### Task instructions
Reproduce every entry exactly as given.
-- Raw data follows --
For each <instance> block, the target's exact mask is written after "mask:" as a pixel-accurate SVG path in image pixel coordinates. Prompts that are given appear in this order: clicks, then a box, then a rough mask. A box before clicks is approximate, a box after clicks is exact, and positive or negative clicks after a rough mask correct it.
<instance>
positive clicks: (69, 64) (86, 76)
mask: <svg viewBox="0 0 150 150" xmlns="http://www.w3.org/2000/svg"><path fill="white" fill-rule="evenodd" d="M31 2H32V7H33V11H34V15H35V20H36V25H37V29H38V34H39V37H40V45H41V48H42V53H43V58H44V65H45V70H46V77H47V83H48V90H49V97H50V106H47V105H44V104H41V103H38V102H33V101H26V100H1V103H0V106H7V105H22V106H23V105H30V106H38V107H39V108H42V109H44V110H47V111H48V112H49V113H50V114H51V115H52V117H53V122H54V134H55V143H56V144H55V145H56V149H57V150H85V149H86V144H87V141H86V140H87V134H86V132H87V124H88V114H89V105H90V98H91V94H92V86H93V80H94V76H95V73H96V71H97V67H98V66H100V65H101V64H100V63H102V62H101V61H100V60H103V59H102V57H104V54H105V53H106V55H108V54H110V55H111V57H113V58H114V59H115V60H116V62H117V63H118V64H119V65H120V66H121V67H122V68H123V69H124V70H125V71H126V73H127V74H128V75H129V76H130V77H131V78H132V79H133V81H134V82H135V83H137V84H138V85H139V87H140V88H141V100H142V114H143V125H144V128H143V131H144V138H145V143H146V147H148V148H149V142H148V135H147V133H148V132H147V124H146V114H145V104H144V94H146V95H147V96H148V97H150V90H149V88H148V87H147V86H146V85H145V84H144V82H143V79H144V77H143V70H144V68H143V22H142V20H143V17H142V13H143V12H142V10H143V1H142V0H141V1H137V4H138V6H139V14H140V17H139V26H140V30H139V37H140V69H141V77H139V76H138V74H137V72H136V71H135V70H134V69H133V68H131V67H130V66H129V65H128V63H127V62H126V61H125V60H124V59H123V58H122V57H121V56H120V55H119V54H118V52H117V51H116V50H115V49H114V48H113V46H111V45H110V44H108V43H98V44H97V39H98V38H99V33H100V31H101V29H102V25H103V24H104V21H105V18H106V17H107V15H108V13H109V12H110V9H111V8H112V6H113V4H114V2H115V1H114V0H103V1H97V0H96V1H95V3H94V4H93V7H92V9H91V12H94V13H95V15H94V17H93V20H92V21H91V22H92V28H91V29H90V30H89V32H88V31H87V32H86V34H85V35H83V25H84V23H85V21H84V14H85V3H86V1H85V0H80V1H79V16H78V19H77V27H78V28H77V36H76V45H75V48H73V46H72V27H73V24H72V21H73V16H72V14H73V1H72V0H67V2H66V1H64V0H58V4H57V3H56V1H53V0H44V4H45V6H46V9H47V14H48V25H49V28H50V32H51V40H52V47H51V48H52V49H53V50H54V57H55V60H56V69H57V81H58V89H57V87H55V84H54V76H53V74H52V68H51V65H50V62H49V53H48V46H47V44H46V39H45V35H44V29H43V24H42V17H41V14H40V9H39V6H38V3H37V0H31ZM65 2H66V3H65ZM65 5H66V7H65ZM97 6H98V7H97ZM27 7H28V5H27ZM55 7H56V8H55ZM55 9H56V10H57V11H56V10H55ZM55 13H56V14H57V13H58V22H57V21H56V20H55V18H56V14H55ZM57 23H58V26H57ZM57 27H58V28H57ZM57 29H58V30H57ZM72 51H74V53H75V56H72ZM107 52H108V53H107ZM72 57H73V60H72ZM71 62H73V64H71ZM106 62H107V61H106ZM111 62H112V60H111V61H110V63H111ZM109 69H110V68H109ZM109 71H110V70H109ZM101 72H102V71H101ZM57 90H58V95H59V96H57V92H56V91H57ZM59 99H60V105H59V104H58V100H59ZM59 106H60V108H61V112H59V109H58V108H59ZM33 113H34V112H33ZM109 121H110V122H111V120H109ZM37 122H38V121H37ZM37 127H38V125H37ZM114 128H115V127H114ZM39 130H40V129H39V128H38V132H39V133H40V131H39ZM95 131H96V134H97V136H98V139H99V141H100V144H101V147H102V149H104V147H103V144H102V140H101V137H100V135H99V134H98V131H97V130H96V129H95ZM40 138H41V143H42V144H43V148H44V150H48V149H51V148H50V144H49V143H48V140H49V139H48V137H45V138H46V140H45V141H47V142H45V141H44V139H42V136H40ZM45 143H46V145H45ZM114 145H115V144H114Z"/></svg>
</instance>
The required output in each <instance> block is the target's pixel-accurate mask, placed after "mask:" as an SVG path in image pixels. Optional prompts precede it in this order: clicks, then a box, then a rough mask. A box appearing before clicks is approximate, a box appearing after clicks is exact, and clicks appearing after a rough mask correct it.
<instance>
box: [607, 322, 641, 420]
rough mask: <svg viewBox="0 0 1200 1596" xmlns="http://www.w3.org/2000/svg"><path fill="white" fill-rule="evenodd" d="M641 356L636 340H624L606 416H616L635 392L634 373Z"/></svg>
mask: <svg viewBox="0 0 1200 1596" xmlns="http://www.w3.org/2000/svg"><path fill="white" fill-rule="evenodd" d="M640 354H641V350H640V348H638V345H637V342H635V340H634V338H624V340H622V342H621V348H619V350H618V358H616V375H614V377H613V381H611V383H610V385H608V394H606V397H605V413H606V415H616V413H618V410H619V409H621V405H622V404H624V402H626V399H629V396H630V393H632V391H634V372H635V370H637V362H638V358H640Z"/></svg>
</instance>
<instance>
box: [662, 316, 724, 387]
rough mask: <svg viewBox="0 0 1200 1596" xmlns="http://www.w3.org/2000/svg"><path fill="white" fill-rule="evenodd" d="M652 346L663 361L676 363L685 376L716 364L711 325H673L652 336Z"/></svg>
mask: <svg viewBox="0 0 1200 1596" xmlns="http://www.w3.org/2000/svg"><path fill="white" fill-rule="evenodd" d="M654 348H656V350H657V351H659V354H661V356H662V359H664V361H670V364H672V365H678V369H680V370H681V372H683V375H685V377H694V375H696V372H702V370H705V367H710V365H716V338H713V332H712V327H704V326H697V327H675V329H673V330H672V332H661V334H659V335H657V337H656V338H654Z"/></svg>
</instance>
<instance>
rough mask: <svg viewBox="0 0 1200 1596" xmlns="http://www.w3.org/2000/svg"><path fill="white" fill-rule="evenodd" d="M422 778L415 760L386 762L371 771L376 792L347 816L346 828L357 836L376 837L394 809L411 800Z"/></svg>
-- Raw data concluded --
### Expected output
For each <instance> block, the target's exact mask is written after "mask:" as a pixel-accurate SVG path in image pixel coordinates. Prompts that are given appear in this order: clicks, then a box, then a rough mask. A box before clicks is approximate, a box after clicks is exact, and positive or negative clicks after a rough mask correct it.
<instance>
positive clicks: (69, 64) (86, 76)
mask: <svg viewBox="0 0 150 150" xmlns="http://www.w3.org/2000/svg"><path fill="white" fill-rule="evenodd" d="M31 2H32V7H33V11H34V15H35V20H36V25H37V29H38V34H39V37H40V45H41V48H42V53H43V58H44V65H45V70H46V77H47V83H48V90H49V97H50V106H47V105H44V104H41V103H38V102H33V101H26V100H1V103H0V106H7V105H22V106H23V105H30V106H38V107H39V108H42V109H44V110H47V111H48V112H49V113H50V114H51V115H52V117H53V122H54V134H55V143H56V144H55V145H56V149H57V150H85V149H86V144H87V141H86V140H87V134H86V132H87V124H88V114H89V105H90V98H91V94H92V86H93V80H94V76H95V73H96V71H97V67H98V66H100V65H101V64H100V63H102V62H101V61H100V60H103V59H102V57H104V54H105V53H106V55H108V54H110V55H111V57H113V58H114V59H115V60H116V62H117V63H118V64H119V65H120V66H121V67H122V68H123V69H124V70H125V71H126V73H127V74H128V75H129V76H130V77H131V78H132V79H133V81H134V82H135V83H137V84H138V85H139V87H140V88H141V100H142V114H143V125H144V128H143V131H144V138H145V143H146V147H148V148H149V142H148V135H147V133H148V132H147V124H146V114H145V104H144V94H146V95H147V96H148V97H150V90H149V88H148V87H147V86H146V85H145V84H144V82H143V79H144V77H143V70H144V68H143V22H142V20H143V17H142V13H143V12H142V10H143V1H142V0H141V1H137V4H138V6H139V14H140V17H139V26H140V30H139V37H140V69H141V77H139V76H138V74H137V72H136V71H135V70H134V69H133V68H131V67H130V66H129V65H128V63H127V62H126V61H125V60H124V59H123V58H122V57H121V56H120V55H119V54H118V52H117V51H116V50H115V49H114V48H113V46H111V45H110V44H108V43H98V44H97V39H98V38H99V33H100V31H101V29H102V25H103V24H104V21H105V18H106V17H107V15H108V13H109V12H110V9H111V8H112V6H113V4H114V2H115V1H114V0H103V1H97V0H96V1H95V3H94V4H93V7H92V9H91V12H94V13H95V15H94V17H93V20H92V21H91V22H92V28H91V29H90V30H89V32H88V31H87V32H86V34H85V35H83V25H84V23H85V21H84V14H85V3H86V1H85V0H80V1H79V16H78V19H77V27H78V28H77V36H76V45H75V48H73V46H72V27H73V24H72V21H73V16H72V14H73V1H72V0H67V2H66V1H64V0H58V4H57V3H56V1H53V0H44V4H45V6H46V9H47V14H48V25H49V28H50V32H51V40H52V47H51V48H52V49H53V50H54V57H55V60H56V69H57V81H58V89H57V87H55V84H54V76H53V74H52V68H51V65H50V62H49V53H48V46H47V44H46V39H45V35H44V29H43V24H42V17H41V14H40V9H39V6H38V3H37V0H31ZM65 2H66V3H65ZM65 5H66V7H65ZM97 6H98V7H97ZM27 7H28V5H27ZM55 7H56V8H55ZM55 9H56V10H57V11H56V10H55ZM55 13H56V14H57V13H58V22H57V21H56V20H55V18H56V14H55ZM57 23H58V26H57ZM57 27H58V28H57ZM57 29H58V30H57ZM72 51H74V53H75V56H72ZM107 52H108V53H107ZM72 57H73V60H72ZM71 62H73V64H71ZM106 62H107V61H106ZM111 62H112V60H111V61H110V63H111ZM109 69H110V68H109ZM109 71H110V70H109ZM101 72H102V71H101ZM57 90H58V95H59V96H57V92H56V91H57ZM59 99H60V105H59V104H58V100H59ZM59 106H60V108H61V112H59V109H58V108H59ZM33 113H34V112H33ZM109 121H110V122H111V120H109ZM37 122H38V121H37ZM37 127H38V125H37ZM114 128H115V127H114ZM39 130H40V129H39V128H38V132H39V133H40V131H39ZM95 131H96V134H97V136H98V139H99V141H100V144H101V147H102V149H104V147H103V144H102V140H101V137H100V135H99V134H98V131H97V130H96V129H95ZM40 138H41V143H42V144H43V148H44V150H48V149H51V148H50V144H49V143H48V140H49V139H48V137H45V138H46V140H45V141H47V142H45V141H44V139H42V136H40ZM45 143H46V145H45ZM114 145H115V144H114Z"/></svg>
</instance>
The required output in each <instance> block is the target's pixel-accurate mask, placed after "mask:" as an SVG path in image pixels. Optional prompts precede it in this order: clicks, then a box, then a rough mask. A box appearing before clicks is approximate, a box appearing after clicks is exact, and clicks appearing after a rough mask correct it.
<instance>
box: [607, 322, 641, 420]
rough mask: <svg viewBox="0 0 1200 1596" xmlns="http://www.w3.org/2000/svg"><path fill="white" fill-rule="evenodd" d="M641 356L636 340H624L606 416H616L635 392L634 373Z"/></svg>
mask: <svg viewBox="0 0 1200 1596" xmlns="http://www.w3.org/2000/svg"><path fill="white" fill-rule="evenodd" d="M640 354H641V350H640V348H638V345H637V342H635V340H634V338H624V340H622V342H621V348H619V350H618V358H616V375H614V377H613V381H611V383H610V385H608V394H606V397H605V413H606V415H616V413H618V410H619V409H621V405H622V404H624V402H626V399H629V396H630V393H632V391H634V372H635V370H637V362H638V358H640Z"/></svg>
</instance>
<instance>
box: [662, 316, 724, 387]
rough mask: <svg viewBox="0 0 1200 1596" xmlns="http://www.w3.org/2000/svg"><path fill="white" fill-rule="evenodd" d="M652 346L663 361L676 363L685 376L716 364L711 325H673L652 336Z"/></svg>
mask: <svg viewBox="0 0 1200 1596" xmlns="http://www.w3.org/2000/svg"><path fill="white" fill-rule="evenodd" d="M654 348H656V350H657V351H659V354H661V356H662V359H664V361H670V364H672V365H678V369H680V370H681V372H683V375H685V377H694V375H696V372H702V370H705V367H710V365H716V338H713V332H712V327H704V326H697V327H675V329H673V330H672V332H661V334H659V335H657V337H656V338H654Z"/></svg>
</instance>
<instance>
rough mask: <svg viewBox="0 0 1200 1596" xmlns="http://www.w3.org/2000/svg"><path fill="white" fill-rule="evenodd" d="M422 778L415 760L386 762L371 771L376 792L347 816L346 828L357 836L376 837L394 809L411 800Z"/></svg>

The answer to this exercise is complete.